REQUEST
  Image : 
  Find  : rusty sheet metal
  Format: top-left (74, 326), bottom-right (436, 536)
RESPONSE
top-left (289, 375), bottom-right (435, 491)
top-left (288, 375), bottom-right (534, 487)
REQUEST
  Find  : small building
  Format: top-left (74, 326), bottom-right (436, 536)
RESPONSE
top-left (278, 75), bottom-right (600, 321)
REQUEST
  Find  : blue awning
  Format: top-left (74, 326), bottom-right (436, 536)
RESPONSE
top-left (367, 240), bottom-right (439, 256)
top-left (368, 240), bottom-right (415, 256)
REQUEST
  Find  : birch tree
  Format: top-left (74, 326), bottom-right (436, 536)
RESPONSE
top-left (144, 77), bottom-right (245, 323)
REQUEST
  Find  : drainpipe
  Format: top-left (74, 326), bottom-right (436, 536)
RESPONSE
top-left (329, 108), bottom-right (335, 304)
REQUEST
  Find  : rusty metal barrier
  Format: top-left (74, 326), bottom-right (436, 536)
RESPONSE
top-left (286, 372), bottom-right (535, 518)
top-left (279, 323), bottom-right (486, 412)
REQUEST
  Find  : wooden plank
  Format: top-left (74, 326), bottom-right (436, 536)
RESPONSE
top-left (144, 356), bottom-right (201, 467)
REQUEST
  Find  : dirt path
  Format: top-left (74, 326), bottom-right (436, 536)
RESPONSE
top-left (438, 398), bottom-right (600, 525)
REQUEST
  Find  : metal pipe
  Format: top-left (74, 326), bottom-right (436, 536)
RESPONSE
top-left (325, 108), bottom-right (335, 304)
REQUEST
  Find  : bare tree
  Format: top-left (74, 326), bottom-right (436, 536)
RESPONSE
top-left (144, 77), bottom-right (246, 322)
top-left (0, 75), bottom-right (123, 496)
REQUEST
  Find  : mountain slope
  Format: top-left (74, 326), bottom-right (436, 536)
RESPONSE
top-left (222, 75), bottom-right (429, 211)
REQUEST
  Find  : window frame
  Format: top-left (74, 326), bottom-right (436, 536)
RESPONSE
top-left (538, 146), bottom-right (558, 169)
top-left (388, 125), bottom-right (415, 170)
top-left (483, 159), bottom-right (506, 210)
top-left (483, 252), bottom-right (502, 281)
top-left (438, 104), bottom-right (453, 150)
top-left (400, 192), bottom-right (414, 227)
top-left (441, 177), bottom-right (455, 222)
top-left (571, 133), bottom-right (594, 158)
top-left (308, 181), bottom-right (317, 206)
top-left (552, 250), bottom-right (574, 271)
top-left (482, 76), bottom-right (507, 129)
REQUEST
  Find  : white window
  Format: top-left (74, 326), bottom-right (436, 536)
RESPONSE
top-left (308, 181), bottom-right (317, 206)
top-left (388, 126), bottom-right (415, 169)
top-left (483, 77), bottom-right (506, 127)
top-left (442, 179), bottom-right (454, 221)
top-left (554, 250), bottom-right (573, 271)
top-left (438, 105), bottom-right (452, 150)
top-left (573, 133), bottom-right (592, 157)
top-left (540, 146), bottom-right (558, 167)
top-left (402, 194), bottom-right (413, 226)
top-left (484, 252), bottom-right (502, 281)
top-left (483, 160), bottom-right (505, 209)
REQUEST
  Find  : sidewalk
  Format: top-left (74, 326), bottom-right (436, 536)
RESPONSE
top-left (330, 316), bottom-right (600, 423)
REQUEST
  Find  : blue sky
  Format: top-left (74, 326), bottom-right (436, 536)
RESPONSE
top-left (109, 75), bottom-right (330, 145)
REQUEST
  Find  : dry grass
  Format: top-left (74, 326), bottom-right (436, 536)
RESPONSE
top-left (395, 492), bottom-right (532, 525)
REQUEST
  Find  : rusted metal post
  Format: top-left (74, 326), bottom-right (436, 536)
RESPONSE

□ □ □ □ □

→ **Required task**
Reformat every line of the records above as a numbered list, leaving out blank lines.

→ **Worked solution**
1. REQUEST
2.   Image : 
3.   Find  : rusty sheet metal
4.   Format: top-left (74, 326), bottom-right (436, 536)
5. RESPONSE
6. top-left (289, 375), bottom-right (435, 491)
7. top-left (288, 375), bottom-right (534, 487)
8. REQUEST
9.   Find  : small building
10.   Format: top-left (74, 326), bottom-right (436, 536)
11. RESPONSE
12. top-left (278, 75), bottom-right (600, 321)
13. REQUEST
14.   Find  : blue awning
15.   Format: top-left (74, 326), bottom-right (436, 536)
16. RESPONSE
17. top-left (367, 240), bottom-right (439, 256)
18. top-left (368, 240), bottom-right (415, 256)
19. REQUEST
20.   Find  : birch tree
21.   Format: top-left (74, 326), bottom-right (436, 536)
22. RESPONSE
23. top-left (144, 77), bottom-right (245, 323)
24. REQUEST
25.   Find  : drainpipe
26.   Format: top-left (74, 326), bottom-right (436, 536)
27. RESPONSE
28. top-left (329, 108), bottom-right (335, 304)
29. REQUEST
30.   Find  : rusty metal barrier
31.   Format: top-left (74, 326), bottom-right (436, 536)
32. RESPONSE
33. top-left (286, 372), bottom-right (535, 518)
34. top-left (279, 323), bottom-right (486, 412)
35. REQUEST
36.   Find  : wooden plank
37.   Format: top-left (74, 326), bottom-right (436, 536)
38. RESPONSE
39. top-left (144, 356), bottom-right (201, 467)
40. REQUEST
41.   Find  : dirt path
42.   Format: top-left (74, 326), bottom-right (436, 536)
43. RESPONSE
44. top-left (438, 398), bottom-right (600, 525)
45. REQUEST
46.   Find  : metal pipe
47.   Format: top-left (74, 326), bottom-right (436, 536)
48. RESPONSE
49. top-left (325, 108), bottom-right (335, 304)
50. REQUEST
51.   Find  : bare tree
52.   Format: top-left (74, 326), bottom-right (436, 536)
53. RESPONSE
54. top-left (144, 77), bottom-right (246, 322)
55. top-left (0, 75), bottom-right (123, 496)
56. REQUEST
57.   Find  : mountain slope
58.   Format: top-left (74, 326), bottom-right (436, 536)
59. RESPONSE
60. top-left (222, 75), bottom-right (429, 211)
61. REQUEST
62.   Find  : window frame
63.   Format: top-left (74, 326), bottom-right (436, 536)
64. RESPONSE
65. top-left (538, 146), bottom-right (558, 169)
66. top-left (388, 125), bottom-right (415, 170)
67. top-left (483, 159), bottom-right (506, 210)
68. top-left (483, 252), bottom-right (502, 281)
69. top-left (438, 104), bottom-right (453, 150)
70. top-left (400, 192), bottom-right (414, 227)
71. top-left (441, 177), bottom-right (455, 222)
72. top-left (571, 133), bottom-right (594, 158)
73. top-left (308, 181), bottom-right (317, 206)
74. top-left (552, 250), bottom-right (574, 271)
75. top-left (482, 76), bottom-right (507, 129)
76. REQUEST
77.   Find  : white window
78.   Format: top-left (74, 326), bottom-right (436, 536)
79. RESPONSE
80. top-left (308, 181), bottom-right (317, 206)
81. top-left (388, 126), bottom-right (415, 169)
82. top-left (483, 77), bottom-right (506, 127)
83. top-left (442, 179), bottom-right (454, 221)
84. top-left (554, 250), bottom-right (573, 271)
85. top-left (438, 105), bottom-right (452, 150)
86. top-left (573, 133), bottom-right (592, 157)
87. top-left (540, 146), bottom-right (558, 167)
88. top-left (402, 194), bottom-right (413, 226)
89. top-left (484, 252), bottom-right (502, 281)
90. top-left (483, 160), bottom-right (505, 209)
91. REQUEST
92.   Find  : sidewalk
93.   Format: top-left (74, 326), bottom-right (436, 536)
94. RESPONSE
95. top-left (330, 316), bottom-right (600, 423)
96. REQUEST
97.   Find  : blue sky
98.   Format: top-left (74, 326), bottom-right (436, 536)
99. RESPONSE
100. top-left (109, 75), bottom-right (330, 145)
101. REQUEST
102.   Find  : dry grass
103.   Format: top-left (74, 326), bottom-right (436, 536)
104. RESPONSE
105. top-left (395, 492), bottom-right (532, 525)
106. REQUEST
107.   Find  : rusted metal post
108.   Format: top-left (74, 326), bottom-right (436, 536)
109. RESPONSE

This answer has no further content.